- _Check your understanding_:
[1] Reproduce everything in the comment thread from "Good luck with" down to "show some life.".
[2] List every name in the comment thread that appears directly before "said...".
[3] Check each statement against the comment thread. Answer yes or no for each, and quote the words from the thread that decide it.
(a) Susan Roebuck took part in NaNoWrimo the previous year.
(b) Candilynn Fite prefers editing to drafting.
(c) Erin M. Hartshorn says the event itself is called WriMos.

- _Extract_:
Glad Nanowrimo is freeing for you too!!! All the best!! Take care
x

Catherine Noble said...

28000 words, that's amazing! I'm just having fun with my first draft, I won't be touching any editing or adding extra elements until this first draft is done.

Good luck :)

Candilynn Fite said...

I much prefer drafting over editing. Any day. Don't worry about the genre stuff at the moment, just focus on drafting the story. Best of luck to you with Nano.

Susan Roebuck said...

NanoWrimo is quicker to say than write! I did it last year and I'm still sorting the mess I made out now - but that's just me, I'm a very disorganized person. I wouldn't worry about genre or setting - everything will come out in the wash. Mind you, a lot of fiction falls between genres, it's not a problem.

Erin M. Hartshorn said...

I'm with JeffO -- it's because NaNoWriMo is easier to say. And those of us who are truly lazy refer to the event as NaNo and the participants as WriMos. ;)

Good luck with finding your defining factor for setting. Later.

Jessica Bell said...

First drafts are my worst nightmare because they're so uninspiring. It's only once I have the bones to embellish that my writing really begins to show some life.

Charles Gramlich said...

In these days of so much cross genre work, I wouldn't worry about defining the genre too much.

Jamie Gibbs said...

One day you'll prevail over Google Reader, just be patient :)

- _Data below_:
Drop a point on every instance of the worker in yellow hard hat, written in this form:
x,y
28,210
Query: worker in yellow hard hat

- _Solutions in order_:
[1]
Good luck with finding your defining factor for setting. Later.

Jessica Bell said...

First drafts are my worst nightmare because they're so uninspiring. It's only once I have the bones to embellish that my writing really begins to show some life.

[2]
Catherine Noble
Candilynn Fite
Susan Roebuck
Erin M. Hartshorn
Jessica Bell
Charles Gramlich
Jamie Gibbs

[3]
(a) Yes: "I did it last year and I'm still sorting the mess I made out now"
(b) No: "I much prefer drafting over editing."
(c) No: "refer to the event as NaNo and the participants as WriMos"